Provided text:
We’re always working to find the best new boundary-pushing literature out there, so we're excited to share just a few of the books we’ll be publishing over the next several years, including Justin Phillip Reed's second collection, new fiction from Karen Tei Yamashita, and two new translations. You’ll find new literature to be excited about, too.
The Malevolent Volume by National Book Award winner Justin Phillip Reed
An exploration of the myths and transformations of black being, on a continuum between the monstrous and the sublime (Spring 2020).
JA by Karen Tei Yamashita
Short fictions based on Jane Austen’s seven novels but set “in a small provincial armpit of postwar [California] sunshine” in sixties and seventies Japanese America (Spring 2020).
The Sprawl by Jason Diamond
A reconsideration of the American suburbs and their creative potential, from garage rock to films by David Lynch, Greta Gerwig, George A. Romero, and Jordan Peele, to the television shows Riverdale and Fresh Off the Boat (Spring 2020).
One Night Two Souls Went Walking by Ellen Cooney
Over the course of a single night shift, a spirited young hospital chaplain far too busy tending to the souls of others to do anything about her own interacts with patients in various states of consciousness and with various relationships to spirituality, gaining insight into her own life and pinpointing our most human vulnerabilities and impulses (Fall 2020).

Work to complete:
**1.** Answer these questions using the book announcement.
(a) What award has Justin Phillip Reed won?
(b) On what source material are the short fictions in JA based?
(c) Over what span of time does One Night Two Souls Went Walking take place?
**2.** In the book announcement, rewrite the paragraph beginning "We're always working to find" more briefly, keeping its main facts.
**3.** Continue the book announcement from where it stops.
The records that come after the book announcement have no connection to it.

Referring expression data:
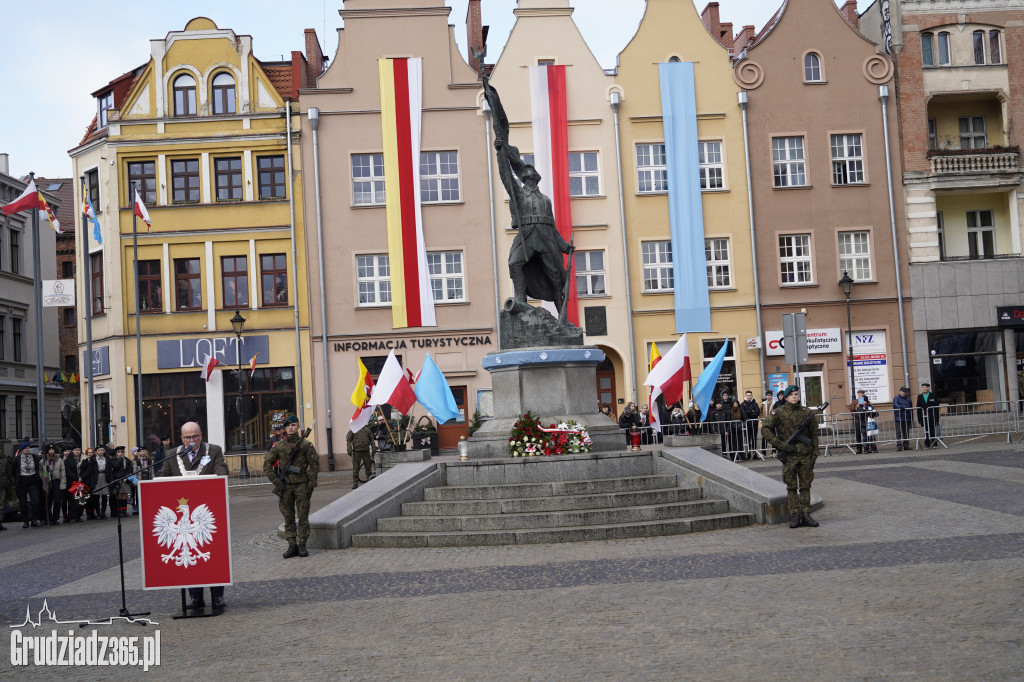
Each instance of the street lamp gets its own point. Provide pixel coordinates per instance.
(238, 324)
(846, 284)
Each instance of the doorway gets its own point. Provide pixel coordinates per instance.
(449, 433)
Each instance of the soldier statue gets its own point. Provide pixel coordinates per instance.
(301, 471)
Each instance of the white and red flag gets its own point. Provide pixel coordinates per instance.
(671, 373)
(392, 387)
(208, 366)
(141, 212)
(551, 154)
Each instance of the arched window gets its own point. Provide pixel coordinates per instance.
(223, 93)
(184, 95)
(812, 68)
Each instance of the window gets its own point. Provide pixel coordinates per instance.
(184, 181)
(150, 292)
(368, 179)
(92, 182)
(994, 48)
(978, 39)
(271, 177)
(848, 159)
(652, 174)
(187, 285)
(812, 68)
(795, 259)
(973, 135)
(223, 93)
(184, 95)
(374, 280)
(590, 273)
(273, 272)
(227, 178)
(787, 162)
(657, 273)
(16, 340)
(143, 174)
(96, 274)
(446, 275)
(235, 282)
(14, 244)
(855, 255)
(585, 179)
(710, 161)
(104, 102)
(438, 176)
(719, 271)
(980, 235)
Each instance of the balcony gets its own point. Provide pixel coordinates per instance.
(970, 169)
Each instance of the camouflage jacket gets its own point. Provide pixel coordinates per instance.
(779, 426)
(361, 440)
(304, 468)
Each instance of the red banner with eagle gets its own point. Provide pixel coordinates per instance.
(185, 531)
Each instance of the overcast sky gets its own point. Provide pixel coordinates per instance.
(58, 52)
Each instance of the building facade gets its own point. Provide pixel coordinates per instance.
(820, 109)
(203, 131)
(18, 332)
(346, 206)
(960, 87)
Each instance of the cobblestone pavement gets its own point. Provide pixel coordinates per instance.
(915, 572)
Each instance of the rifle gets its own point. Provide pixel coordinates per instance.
(285, 470)
(798, 433)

Answer set:
**1.**
(a) The National Book Award.
(b) Jane Austen's seven novels.
(c) A single night shift.

**2.** Always seeking boundary-pushing literature, the publisher is sharing a few books planned for the next several years. Among them are Justin Phillip Reed's second collection, new fiction from Karen Tei Yamashita, and two new translations.

**3.**
Reel Bay by Jana Larson
Following the writer’s decades-long attempt to uncover the story of a young woman who traveled from Japan to North Dakota in search of the fictional ransom money Steve Buscemi buries at the end of the movie Fargo. A shapeshifting essay that’s part mystery, part memoir, part travelogue (Fall 2020).
Azares del Cuerpo by Maria Ospina Pizano, translated by Heather Cleary
Tracing the movements of bodies through space in Bogotá, the unlikely relationships that form between women and the subtle ways they push against the limits of their lives (Spring 2021).
Jawbone by Monica Ojeda, translated by Sarah Booker
A group of students at an all-girls school in Ecuador plays a series of increasingly dangerous games, blurring the fine line between intense adolescent love and violence as they negotiate relationships with their teachers, mothers, sisters, and best friends (Fall 2021).